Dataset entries
◆ ◆ ◆

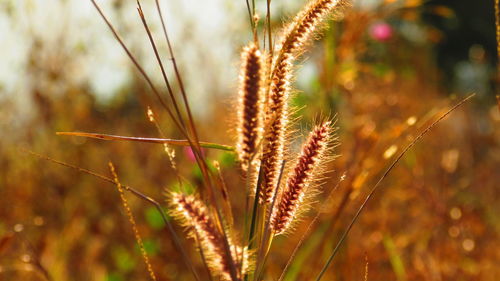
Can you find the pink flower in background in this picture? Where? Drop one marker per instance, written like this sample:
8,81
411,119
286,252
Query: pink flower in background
381,31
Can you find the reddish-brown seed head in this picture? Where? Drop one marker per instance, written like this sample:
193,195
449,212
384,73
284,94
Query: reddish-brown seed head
301,176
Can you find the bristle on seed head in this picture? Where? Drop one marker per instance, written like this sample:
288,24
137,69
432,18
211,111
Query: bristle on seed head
250,118
194,215
295,37
303,174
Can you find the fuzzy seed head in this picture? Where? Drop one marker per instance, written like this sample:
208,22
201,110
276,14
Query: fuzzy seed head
194,214
299,179
250,121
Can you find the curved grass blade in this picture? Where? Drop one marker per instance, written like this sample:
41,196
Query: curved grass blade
142,139
377,185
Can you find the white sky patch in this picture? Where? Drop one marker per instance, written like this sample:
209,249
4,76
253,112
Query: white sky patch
201,33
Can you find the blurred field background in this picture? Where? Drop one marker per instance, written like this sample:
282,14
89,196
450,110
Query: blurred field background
386,68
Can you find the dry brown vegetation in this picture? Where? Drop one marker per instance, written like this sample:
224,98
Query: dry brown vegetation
374,134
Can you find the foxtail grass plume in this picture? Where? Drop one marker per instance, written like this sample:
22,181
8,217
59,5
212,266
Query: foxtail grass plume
194,214
250,121
300,178
295,37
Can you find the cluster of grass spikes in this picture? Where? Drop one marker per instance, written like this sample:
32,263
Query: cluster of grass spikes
279,183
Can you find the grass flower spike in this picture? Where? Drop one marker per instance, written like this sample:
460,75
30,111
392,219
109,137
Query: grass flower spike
300,178
250,125
295,37
194,214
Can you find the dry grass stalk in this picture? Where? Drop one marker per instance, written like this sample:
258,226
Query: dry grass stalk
194,214
250,125
132,222
294,39
304,173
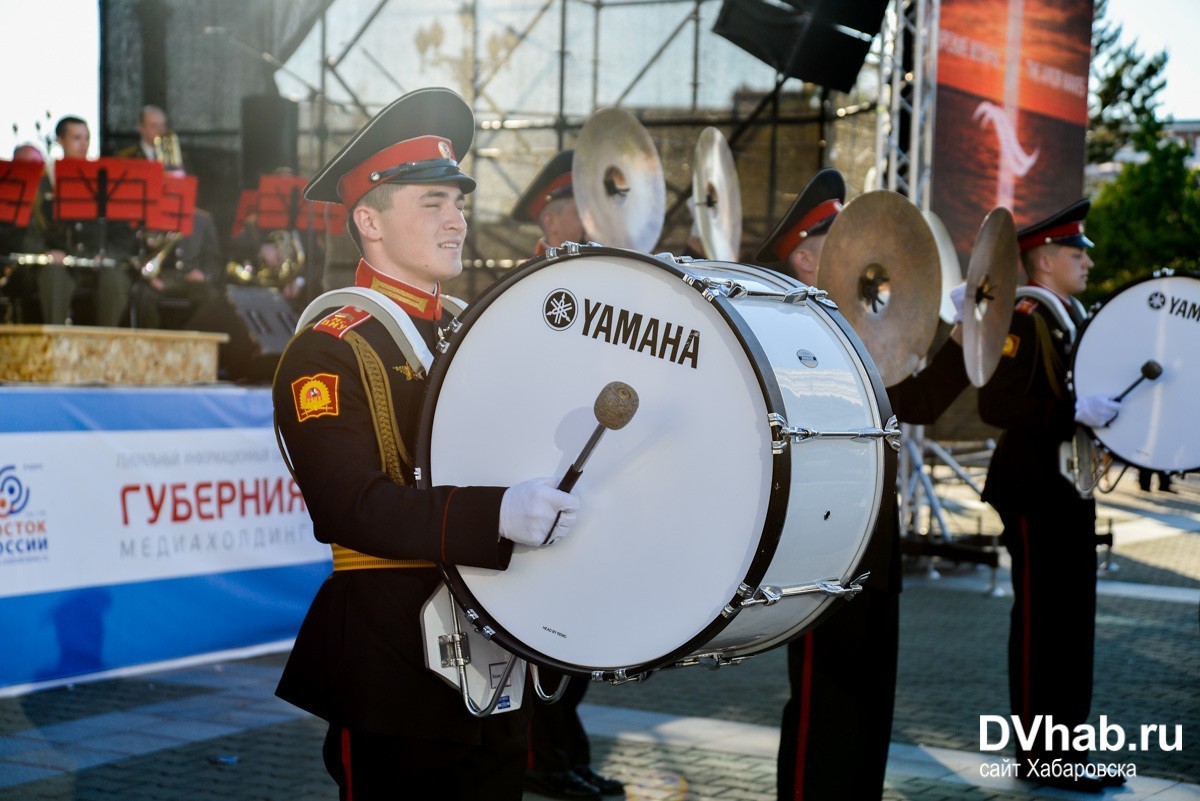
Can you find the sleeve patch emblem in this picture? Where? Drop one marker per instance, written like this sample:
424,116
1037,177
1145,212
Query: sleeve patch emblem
342,320
315,396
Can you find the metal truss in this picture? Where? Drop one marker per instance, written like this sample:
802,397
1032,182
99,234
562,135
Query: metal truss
907,96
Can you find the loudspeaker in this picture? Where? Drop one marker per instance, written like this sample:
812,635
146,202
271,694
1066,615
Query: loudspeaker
823,42
259,323
270,130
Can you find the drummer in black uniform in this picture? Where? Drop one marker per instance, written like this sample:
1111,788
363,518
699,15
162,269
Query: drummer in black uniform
559,753
348,407
1049,529
837,726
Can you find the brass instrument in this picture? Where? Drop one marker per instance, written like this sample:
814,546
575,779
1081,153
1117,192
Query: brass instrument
42,259
153,266
718,196
619,187
280,259
167,152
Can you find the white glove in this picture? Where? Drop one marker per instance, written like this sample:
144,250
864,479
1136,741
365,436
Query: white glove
957,296
537,513
1097,410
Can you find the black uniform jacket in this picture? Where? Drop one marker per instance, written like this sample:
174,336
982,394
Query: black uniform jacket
918,399
359,658
1029,398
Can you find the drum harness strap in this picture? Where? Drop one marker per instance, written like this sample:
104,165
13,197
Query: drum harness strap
1050,360
375,381
1078,456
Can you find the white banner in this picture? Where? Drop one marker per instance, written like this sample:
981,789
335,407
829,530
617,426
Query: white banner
97,507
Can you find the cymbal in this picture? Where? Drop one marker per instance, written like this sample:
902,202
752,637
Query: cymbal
619,188
952,271
880,264
718,197
990,294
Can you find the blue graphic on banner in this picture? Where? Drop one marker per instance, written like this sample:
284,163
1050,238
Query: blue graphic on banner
77,632
53,634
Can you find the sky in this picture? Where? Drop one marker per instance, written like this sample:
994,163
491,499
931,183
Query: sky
1156,24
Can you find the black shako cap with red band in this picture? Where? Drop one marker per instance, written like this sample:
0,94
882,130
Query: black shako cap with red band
1062,228
552,182
437,122
827,187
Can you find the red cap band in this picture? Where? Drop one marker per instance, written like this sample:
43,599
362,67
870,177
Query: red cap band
1050,234
358,181
817,215
549,193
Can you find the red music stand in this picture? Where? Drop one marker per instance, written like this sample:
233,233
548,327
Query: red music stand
247,205
335,218
18,191
106,188
282,205
175,209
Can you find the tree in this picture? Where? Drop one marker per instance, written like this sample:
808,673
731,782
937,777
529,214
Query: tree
1146,218
1125,88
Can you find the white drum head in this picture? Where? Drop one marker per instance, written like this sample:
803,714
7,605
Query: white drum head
673,505
1153,319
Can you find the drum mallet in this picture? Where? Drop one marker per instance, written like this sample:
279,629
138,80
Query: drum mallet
615,408
1151,369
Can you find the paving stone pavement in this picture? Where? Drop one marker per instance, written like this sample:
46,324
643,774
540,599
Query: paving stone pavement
215,730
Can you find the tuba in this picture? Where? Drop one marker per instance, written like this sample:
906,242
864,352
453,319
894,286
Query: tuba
280,259
167,152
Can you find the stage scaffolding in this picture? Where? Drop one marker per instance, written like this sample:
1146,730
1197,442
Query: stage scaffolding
533,71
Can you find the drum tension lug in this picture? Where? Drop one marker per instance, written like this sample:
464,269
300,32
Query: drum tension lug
455,650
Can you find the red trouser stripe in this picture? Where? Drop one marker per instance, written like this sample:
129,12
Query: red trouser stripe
1027,627
346,764
802,740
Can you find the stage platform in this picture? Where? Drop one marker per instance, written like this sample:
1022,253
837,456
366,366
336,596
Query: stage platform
70,354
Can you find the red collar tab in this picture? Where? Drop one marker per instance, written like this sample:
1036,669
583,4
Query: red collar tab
1049,235
553,190
817,215
415,302
370,173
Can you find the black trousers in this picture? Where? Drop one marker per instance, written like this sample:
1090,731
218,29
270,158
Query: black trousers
1053,631
370,766
837,724
557,739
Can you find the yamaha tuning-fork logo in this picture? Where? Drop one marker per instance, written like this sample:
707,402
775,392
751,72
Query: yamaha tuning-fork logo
561,309
22,535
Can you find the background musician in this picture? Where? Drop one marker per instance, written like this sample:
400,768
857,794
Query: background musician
559,752
348,407
18,282
190,269
844,670
1049,529
87,239
550,202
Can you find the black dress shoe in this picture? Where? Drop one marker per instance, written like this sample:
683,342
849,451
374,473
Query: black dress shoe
561,784
606,786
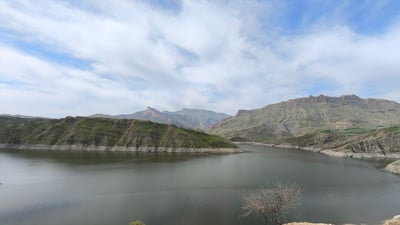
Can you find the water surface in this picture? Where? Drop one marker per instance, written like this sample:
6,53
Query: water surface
105,188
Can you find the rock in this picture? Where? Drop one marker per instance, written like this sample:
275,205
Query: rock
394,221
394,167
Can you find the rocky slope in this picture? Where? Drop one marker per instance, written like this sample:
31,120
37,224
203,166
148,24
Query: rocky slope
346,123
81,131
394,167
188,118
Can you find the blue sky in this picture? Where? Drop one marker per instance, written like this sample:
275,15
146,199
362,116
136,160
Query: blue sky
60,58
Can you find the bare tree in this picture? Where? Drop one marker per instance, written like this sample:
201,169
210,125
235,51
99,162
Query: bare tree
272,202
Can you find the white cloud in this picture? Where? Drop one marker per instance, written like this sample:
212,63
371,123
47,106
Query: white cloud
210,54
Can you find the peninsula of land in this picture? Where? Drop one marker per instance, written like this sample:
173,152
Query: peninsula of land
105,134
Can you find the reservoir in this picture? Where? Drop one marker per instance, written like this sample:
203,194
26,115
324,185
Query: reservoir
115,188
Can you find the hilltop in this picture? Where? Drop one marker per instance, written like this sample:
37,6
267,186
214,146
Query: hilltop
189,118
345,123
83,131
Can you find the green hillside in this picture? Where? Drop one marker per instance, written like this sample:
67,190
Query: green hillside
104,132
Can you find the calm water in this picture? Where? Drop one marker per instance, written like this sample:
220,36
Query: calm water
89,188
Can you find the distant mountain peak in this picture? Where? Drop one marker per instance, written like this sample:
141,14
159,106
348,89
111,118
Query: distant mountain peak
188,118
309,114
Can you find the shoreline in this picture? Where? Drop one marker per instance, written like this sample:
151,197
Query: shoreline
330,152
393,167
38,147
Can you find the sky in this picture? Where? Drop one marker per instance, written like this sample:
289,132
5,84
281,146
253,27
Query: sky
81,57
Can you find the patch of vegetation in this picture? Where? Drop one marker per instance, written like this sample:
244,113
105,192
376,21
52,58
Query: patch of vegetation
104,132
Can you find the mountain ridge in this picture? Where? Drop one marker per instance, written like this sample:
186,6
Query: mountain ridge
318,121
200,119
86,132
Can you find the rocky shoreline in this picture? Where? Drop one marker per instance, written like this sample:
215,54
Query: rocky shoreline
331,152
394,221
120,149
393,167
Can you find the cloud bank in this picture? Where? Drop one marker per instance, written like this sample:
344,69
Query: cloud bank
61,58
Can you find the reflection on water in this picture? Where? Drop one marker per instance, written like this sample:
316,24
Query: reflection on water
48,188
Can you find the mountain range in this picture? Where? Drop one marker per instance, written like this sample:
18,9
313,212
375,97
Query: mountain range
346,123
189,118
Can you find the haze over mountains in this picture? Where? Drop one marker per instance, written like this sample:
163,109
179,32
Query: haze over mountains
189,118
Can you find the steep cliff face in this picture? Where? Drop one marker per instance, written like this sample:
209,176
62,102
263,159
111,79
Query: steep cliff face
104,132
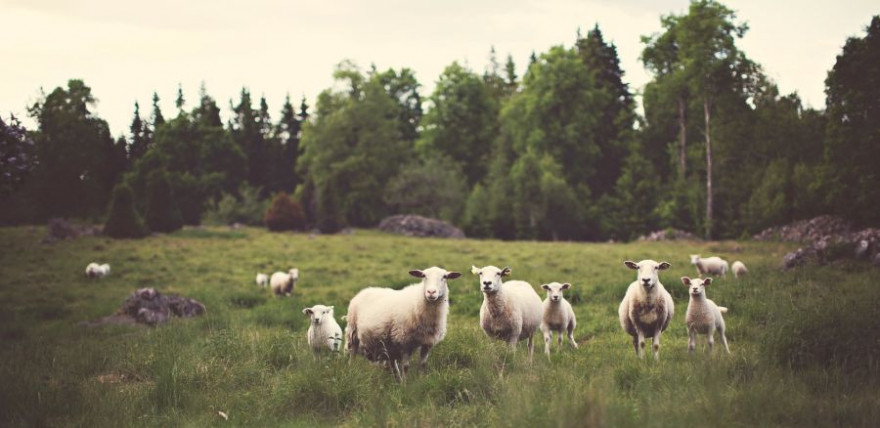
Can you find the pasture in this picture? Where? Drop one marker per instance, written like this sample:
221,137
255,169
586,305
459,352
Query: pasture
804,343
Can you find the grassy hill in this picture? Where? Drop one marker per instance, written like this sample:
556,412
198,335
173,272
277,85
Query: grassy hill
804,343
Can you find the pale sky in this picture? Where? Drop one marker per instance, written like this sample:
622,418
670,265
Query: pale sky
125,50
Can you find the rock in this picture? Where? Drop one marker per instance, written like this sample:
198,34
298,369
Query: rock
416,225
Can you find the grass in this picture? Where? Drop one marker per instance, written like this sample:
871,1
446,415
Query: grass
804,345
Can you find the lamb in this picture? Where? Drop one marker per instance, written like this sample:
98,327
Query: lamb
739,269
647,307
709,265
558,316
324,332
283,283
262,280
511,310
387,325
703,315
94,270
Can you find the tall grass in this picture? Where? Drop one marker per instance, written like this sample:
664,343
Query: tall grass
802,347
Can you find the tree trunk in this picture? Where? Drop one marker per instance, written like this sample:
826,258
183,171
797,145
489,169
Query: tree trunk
682,138
708,170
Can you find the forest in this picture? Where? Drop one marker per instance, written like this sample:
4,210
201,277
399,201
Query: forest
563,152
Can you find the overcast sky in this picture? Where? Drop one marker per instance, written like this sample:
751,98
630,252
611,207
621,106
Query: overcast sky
125,50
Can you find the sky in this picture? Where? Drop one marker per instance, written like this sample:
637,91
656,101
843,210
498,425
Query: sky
125,50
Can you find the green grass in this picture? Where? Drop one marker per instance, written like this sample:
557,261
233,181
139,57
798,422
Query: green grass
804,343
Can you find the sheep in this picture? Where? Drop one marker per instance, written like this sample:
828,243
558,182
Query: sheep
703,315
94,270
647,307
283,283
511,310
709,265
324,332
262,280
387,325
739,269
558,316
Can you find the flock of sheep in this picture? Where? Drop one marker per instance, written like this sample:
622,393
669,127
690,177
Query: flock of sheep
388,326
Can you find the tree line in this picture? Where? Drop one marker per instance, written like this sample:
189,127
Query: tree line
558,153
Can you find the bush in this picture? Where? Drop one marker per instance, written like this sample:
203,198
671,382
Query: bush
163,213
285,214
124,221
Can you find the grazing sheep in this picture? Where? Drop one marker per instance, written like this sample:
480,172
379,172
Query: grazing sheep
387,325
709,265
283,283
647,307
511,310
703,315
324,332
739,269
558,316
94,270
262,280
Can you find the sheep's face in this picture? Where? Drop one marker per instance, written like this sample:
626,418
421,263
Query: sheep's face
434,282
649,272
318,313
490,277
696,286
554,290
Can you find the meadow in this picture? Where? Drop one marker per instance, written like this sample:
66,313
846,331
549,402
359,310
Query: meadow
804,343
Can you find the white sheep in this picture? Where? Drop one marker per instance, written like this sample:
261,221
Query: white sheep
387,325
324,332
739,269
703,315
511,310
709,265
647,307
94,270
284,283
262,280
558,316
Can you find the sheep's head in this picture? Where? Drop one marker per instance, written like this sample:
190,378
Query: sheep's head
697,286
434,283
318,313
554,290
649,271
490,277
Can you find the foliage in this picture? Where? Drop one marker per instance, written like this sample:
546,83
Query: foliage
123,221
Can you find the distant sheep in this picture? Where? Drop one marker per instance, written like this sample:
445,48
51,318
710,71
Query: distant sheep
558,316
703,315
647,307
94,270
739,269
262,280
284,283
324,333
512,310
709,265
387,325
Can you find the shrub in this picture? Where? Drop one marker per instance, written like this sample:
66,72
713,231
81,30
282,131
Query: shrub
124,221
163,213
285,214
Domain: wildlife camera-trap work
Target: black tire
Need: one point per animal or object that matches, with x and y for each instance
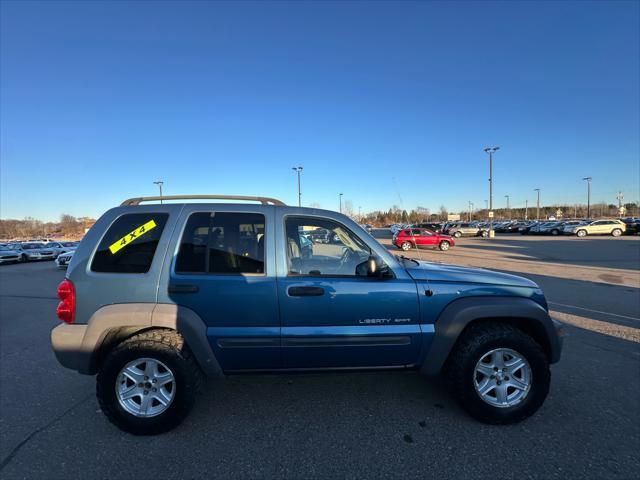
(406, 246)
(166, 346)
(474, 343)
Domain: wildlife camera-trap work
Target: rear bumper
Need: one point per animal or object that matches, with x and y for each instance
(67, 344)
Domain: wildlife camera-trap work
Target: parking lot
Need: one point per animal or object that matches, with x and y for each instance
(349, 425)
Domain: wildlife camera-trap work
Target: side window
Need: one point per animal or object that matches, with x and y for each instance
(337, 253)
(222, 243)
(130, 243)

◆ ◆ ◆

### What is being asked
All lines from the one containing "Query: distant sheep" to the last line of the data above, both included, should be printed exactly, and the pictures should not appear.

### Solution to the exercise
Query: distant sheep
558,316
703,315
647,307
94,270
739,269
262,280
284,283
324,333
512,310
709,265
387,325
Can you find the shrub in this picture? Where? Drop one marker per instance, written like this sample:
66,72
713,231
81,30
282,131
Query: shrub
124,221
163,213
285,214
Domain: wildlife camera-trap work
Target: black tire
Need: one point per animal or object that matches, with x and y for each instance
(406, 246)
(166, 346)
(474, 343)
Domain: wildlife camera-trap work
Target: rear bumper
Need: one point per animal or object that matches, with x and y for each instance
(67, 344)
Domain: wildlife camera-trap work
Target: parking lot
Need: one point per animal or object that matches, with x and y for each instance
(349, 425)
Domain: wildlife camera-trap work
Target: side window
Need: one point per animal or object that matches, with x and y for each instance
(337, 253)
(222, 243)
(130, 243)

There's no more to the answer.